**Consignes**:
**A)** Reproduisez sans rien changer le passage du texte sur la technique de l'étranglement qui va de "Mais qu'est-ce que" jusqu'à "en janvier dernier." inclus.
**B)** Selon le texte sur la technique de l'étranglement, dans quel but l'agent encercle-t-il le cou de la personne ? Répondez en une à trois phrases.

**Texte présenté**:
>>>

TOUT COMPRENDRE - Qu'est-ce que la technique d'interpellation "de l'étranglement" abandonnée par la police?

La "prise par le cou, dite de l'étranglement" va être bannie des techniques d'interpellation des forces de l'ordre, a annoncé ce lundi le ministre de l'Intérieur Christophe Castaner.

"Elle ne sera plus enseignée dans les écoles de police et de gendarmerie", a-t-il ajouté.

Mais qu'est-ce que cette méthode qui, selon les propres mots du ministre "comportait des dangers"? BFMTV.com fait le point sur cette technique, mise en cause dans la mort de Cédric Chouviat, un conducteur de scooter, à Paris en janvier dernier.

  • Qu'est-ce que cette technique d'étranglement?

La technique dite de l'étranglement est l'un des outils dont disposent policiers et gendarmes au cours d'une interpellation pour immobiliser un individu.

"L'agent se place derrière la personne alors qu'elle est debout puis encercle son cou afin de l'amener au sol", explique à BFMTV.com Laurent-Franck Liénard, avocat spécialiste dans la défense des forces de l'ordre.

<<<

**Extrait des données**:
>>>

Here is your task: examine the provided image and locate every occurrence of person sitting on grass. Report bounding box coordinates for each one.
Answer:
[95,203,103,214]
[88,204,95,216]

<<<

**Corrigés**:
**A)**
Mais qu'est-ce que cette méthode qui, selon les propres mots du ministre "comportait des dangers"? BFMTV.com fait le point sur cette technique, mise en cause dans la mort de Cédric Chouviat, un conducteur de scooter, à Paris en janvier dernier.

**B)** L'agent, placé derrière la personne debout, encercle son cou afin de l'amener au sol. Le texte présente cette technique comme un outil d'interpellation servant à immobiliser un individu.